** Work to complete **
Pick out every line of the material below that contains the string "belt", and copy those lines. Uppercase and lowercase letters count as different.

(Entries from a data source)

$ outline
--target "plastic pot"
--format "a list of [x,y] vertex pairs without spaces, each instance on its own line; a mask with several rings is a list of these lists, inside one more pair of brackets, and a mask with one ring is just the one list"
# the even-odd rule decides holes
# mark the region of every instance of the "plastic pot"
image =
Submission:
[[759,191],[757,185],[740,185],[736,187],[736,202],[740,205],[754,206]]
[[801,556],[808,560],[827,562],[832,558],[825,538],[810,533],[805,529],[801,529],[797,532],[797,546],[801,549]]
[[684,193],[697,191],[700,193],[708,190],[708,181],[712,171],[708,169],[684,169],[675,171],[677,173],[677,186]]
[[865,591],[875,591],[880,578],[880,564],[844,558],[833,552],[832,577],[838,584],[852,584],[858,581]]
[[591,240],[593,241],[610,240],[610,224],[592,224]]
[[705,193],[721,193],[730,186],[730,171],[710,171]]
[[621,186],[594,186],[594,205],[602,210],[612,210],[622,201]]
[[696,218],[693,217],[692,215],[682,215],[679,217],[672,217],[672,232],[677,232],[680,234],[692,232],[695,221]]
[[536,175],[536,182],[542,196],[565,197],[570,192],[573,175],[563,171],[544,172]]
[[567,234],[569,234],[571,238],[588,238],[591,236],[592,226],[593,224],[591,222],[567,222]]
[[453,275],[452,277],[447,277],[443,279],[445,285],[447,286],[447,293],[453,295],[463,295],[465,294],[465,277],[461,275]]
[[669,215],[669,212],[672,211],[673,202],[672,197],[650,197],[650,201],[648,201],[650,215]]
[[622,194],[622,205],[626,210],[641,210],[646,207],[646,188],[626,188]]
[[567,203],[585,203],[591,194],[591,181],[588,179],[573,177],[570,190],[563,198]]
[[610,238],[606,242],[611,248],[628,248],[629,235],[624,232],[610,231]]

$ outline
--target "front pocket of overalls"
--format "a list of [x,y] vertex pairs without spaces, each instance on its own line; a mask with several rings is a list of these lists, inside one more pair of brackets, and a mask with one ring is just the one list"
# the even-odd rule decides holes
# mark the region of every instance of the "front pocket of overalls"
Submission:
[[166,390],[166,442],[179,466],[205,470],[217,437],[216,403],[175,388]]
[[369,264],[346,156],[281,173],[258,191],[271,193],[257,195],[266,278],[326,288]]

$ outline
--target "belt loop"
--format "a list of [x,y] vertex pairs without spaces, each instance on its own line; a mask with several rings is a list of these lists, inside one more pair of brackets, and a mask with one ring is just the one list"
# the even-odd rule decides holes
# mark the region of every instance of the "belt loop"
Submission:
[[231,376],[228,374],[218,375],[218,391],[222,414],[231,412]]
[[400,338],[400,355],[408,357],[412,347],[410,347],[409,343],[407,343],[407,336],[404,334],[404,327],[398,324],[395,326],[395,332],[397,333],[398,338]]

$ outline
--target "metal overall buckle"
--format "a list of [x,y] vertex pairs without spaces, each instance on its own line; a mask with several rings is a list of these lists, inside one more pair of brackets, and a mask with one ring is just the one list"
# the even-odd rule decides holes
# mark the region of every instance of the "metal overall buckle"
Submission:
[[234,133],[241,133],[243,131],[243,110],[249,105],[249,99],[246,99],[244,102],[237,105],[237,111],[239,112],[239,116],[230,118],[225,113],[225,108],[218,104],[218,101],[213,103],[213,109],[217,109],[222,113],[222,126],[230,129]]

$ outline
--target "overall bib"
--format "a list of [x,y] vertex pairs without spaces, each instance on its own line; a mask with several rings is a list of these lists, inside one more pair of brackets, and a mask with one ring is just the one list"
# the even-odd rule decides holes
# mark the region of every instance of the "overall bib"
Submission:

** Exercise answer **
--target "belt loop"
# mark the region of every instance of the "belt loop"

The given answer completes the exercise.